[Excerpts of pointing data]
····················

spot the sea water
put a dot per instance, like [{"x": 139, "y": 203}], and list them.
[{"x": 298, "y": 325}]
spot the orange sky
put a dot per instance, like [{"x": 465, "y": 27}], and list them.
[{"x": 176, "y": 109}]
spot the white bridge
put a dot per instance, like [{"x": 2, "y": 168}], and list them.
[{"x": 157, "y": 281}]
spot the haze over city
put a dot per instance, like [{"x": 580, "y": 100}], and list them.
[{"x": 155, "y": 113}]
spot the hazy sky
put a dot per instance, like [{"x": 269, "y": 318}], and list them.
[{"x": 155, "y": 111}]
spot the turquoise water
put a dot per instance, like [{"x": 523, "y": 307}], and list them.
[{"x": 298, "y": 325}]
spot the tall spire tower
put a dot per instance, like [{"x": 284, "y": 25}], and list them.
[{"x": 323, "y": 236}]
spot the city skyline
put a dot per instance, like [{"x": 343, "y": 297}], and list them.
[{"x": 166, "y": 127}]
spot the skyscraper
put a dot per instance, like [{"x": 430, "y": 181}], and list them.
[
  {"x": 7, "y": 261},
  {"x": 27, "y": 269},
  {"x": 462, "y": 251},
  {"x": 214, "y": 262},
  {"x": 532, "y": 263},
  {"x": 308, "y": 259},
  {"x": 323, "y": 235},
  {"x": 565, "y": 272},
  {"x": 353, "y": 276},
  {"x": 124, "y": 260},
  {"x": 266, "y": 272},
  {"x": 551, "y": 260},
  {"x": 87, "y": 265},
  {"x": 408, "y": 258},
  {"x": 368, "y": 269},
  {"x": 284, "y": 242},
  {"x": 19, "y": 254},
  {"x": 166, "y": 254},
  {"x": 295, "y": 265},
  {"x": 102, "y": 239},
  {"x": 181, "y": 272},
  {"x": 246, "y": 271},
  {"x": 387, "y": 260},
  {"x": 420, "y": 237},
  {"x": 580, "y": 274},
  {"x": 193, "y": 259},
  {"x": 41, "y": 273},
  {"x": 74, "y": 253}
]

····················

- _WHAT IS REQUIRED_
Lay out every line of the rows above as a JSON list of strings, one string per line, omitting blank lines.

- _CORRECT RESPONSE_
[
  "spot the sea water",
  "put a dot per instance, like [{\"x\": 139, \"y\": 203}], and list them.",
  "[{\"x\": 298, \"y\": 325}]",
  "spot the orange sky",
  "put a dot per instance, like [{\"x\": 465, \"y\": 27}], and list them.",
  "[{\"x\": 176, \"y\": 109}]",
  "spot the white bridge",
  "put a dot per instance, like [{\"x\": 2, \"y\": 168}], and list them.",
  "[{\"x\": 157, \"y\": 281}]",
  "spot the haze over city",
  "put a dot per instance, like [{\"x\": 580, \"y\": 100}], and list them.",
  "[{\"x\": 155, \"y\": 113}]",
  "spot the hazy sky",
  "put a dot per instance, like [{\"x\": 269, \"y\": 318}], and list them.",
  "[{\"x\": 155, \"y\": 111}]",
  "spot the turquoise water",
  "put a dot per instance, like [{\"x\": 523, \"y\": 307}], and list them.",
  "[{\"x\": 298, \"y\": 325}]",
  "spot the tall spire tower",
  "put a dot per instance, like [{\"x\": 284, \"y\": 25}], and list them.",
  "[{\"x\": 323, \"y\": 236}]",
  "spot the city skyline",
  "put a dot per instance, like [{\"x\": 343, \"y\": 297}], and list them.",
  "[{\"x\": 166, \"y\": 127}]",
  "spot the skyscraper",
  "put a dot per instance, like [{\"x\": 430, \"y\": 181}], and list them.",
  "[",
  "  {\"x\": 7, \"y\": 261},",
  "  {\"x\": 27, \"y\": 269},",
  "  {\"x\": 462, \"y\": 251},",
  "  {\"x\": 214, \"y\": 262},",
  "  {\"x\": 532, \"y\": 263},",
  "  {\"x\": 308, \"y\": 259},",
  "  {\"x\": 323, \"y\": 235},",
  "  {\"x\": 565, \"y\": 272},",
  "  {\"x\": 353, \"y\": 276},",
  "  {\"x\": 124, \"y\": 260},",
  "  {\"x\": 266, \"y\": 272},",
  "  {\"x\": 551, \"y\": 260},",
  "  {\"x\": 87, \"y\": 265},",
  "  {\"x\": 408, \"y\": 258},",
  "  {\"x\": 368, \"y\": 269},",
  "  {\"x\": 284, \"y\": 242},",
  "  {\"x\": 19, \"y\": 254},",
  "  {\"x\": 166, \"y\": 254},",
  "  {\"x\": 295, \"y\": 265},",
  "  {\"x\": 102, \"y\": 239},",
  "  {\"x\": 181, \"y\": 272},",
  "  {\"x\": 246, \"y\": 271},",
  "  {\"x\": 387, \"y\": 260},",
  "  {\"x\": 420, \"y\": 237},",
  "  {\"x\": 580, \"y\": 274},",
  "  {\"x\": 193, \"y\": 259},",
  "  {\"x\": 41, \"y\": 273},",
  "  {\"x\": 74, \"y\": 253}",
  "]"
]